Экслибрисы итальянского художника Транквилло Марангони
Тот, кто работает руками, – рабочий.
Тот, кто работает руками и головой, – мастер.
Тот, кто работает руками, головой и сердцем, – художник.
Франциск Ассизский
Как говорил один известный немецкий философ, бытие определяет сознание. Однако бывают люди, ломающие это выражение. Люди удивительной судьбы, чья неординарность, ум и мощь воли вырывают их из тесных рамок жизненных условий. Так, в итальянском городке Поццуоло-дель-Фриули в семье столяра 1 апреля 1912 года родился мальчик Транквилло, отвергший уготованную ему судьбу католического священника и ставший крупнейшим ксилографом[1] XX века и президентом Ассоциации графиков Венето – крупнейшего объединения ведущих итальянских художников Венеции, Феррары, Удины, Падуи и т.д.

* _Материал_
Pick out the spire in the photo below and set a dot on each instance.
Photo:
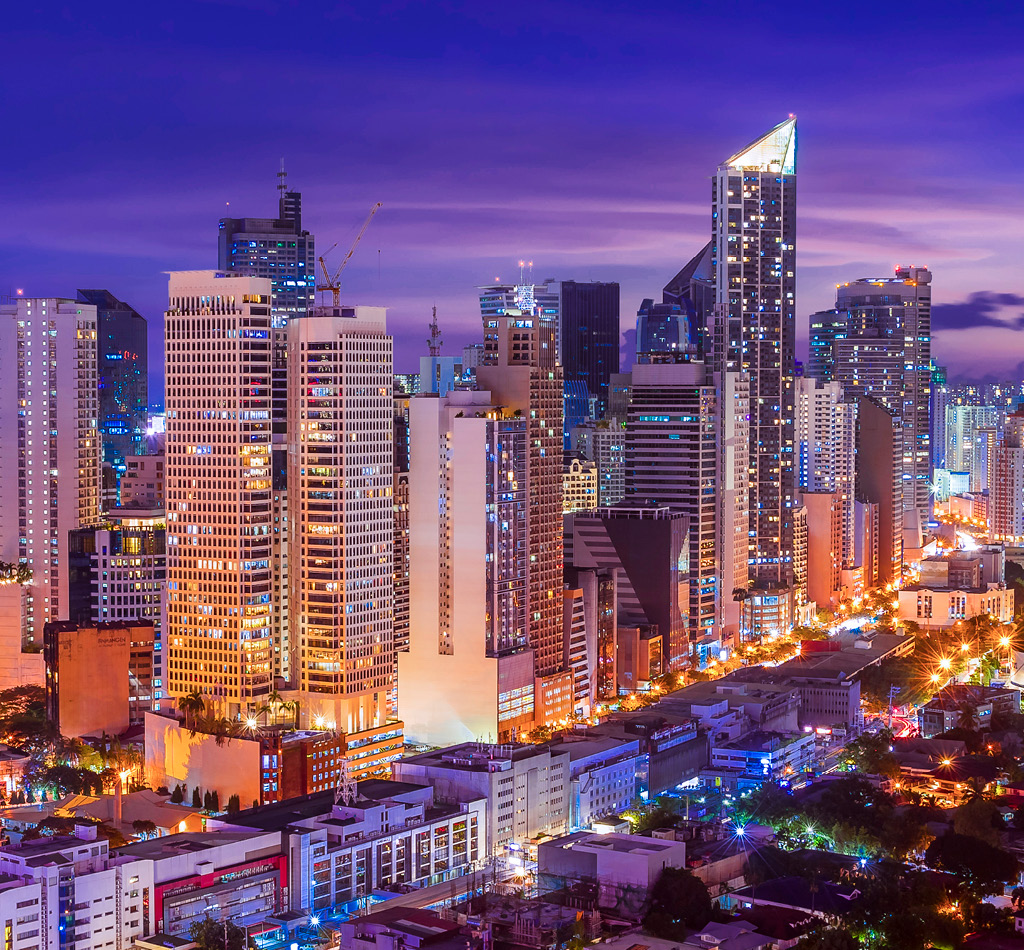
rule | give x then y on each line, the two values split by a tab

* _Задания_
a – Ответьте по тексту о Транквилло Марангони:
(i) Чьи слова приведены в самом начале?
(ii) Каким ремеслом занимался отец Транквилло?
(iii) Президентом какого объединения он стал?
b – Напишите следующий абзац текста о Транквилло Марангони.
Строки представляют собой отдельный материал и с текстом не связаны.

* _Ответы_
a –
(i) Франциска Ассизского.
(ii) Он был столяром.
(iii) Ассоциации графиков Венето.

b –
Совершенно невозможно представить такого темпераментного и неутомимого в работе человека, как Марангони, в роли провинциального клирика. Верна заметка близкого друга художника Карло Кьеза, писавшего: «Транквилло – по-итальянски «спокойно». Но Транквилло Марангони – это всё что угодно, только не спокойствие!» Сотоварищи же по творчеству прозвали его еще хлестче ‒ жуком-точильщиком, ибо, как они говорили, «он настолько сросся с деревом, что, кажется, врос в него целиком». Такие характеристики современников говорят о том, что неслучайно Марангони был избран президентом Ассоциации графиков Венето. Возможно, именно его горящее сердце смогло сплотить художников, занимающихся различными видами тиражной графики, и сделать ассоциацию фундаментальной базой для возрождения искусства ксилографии в послевоенной Италии.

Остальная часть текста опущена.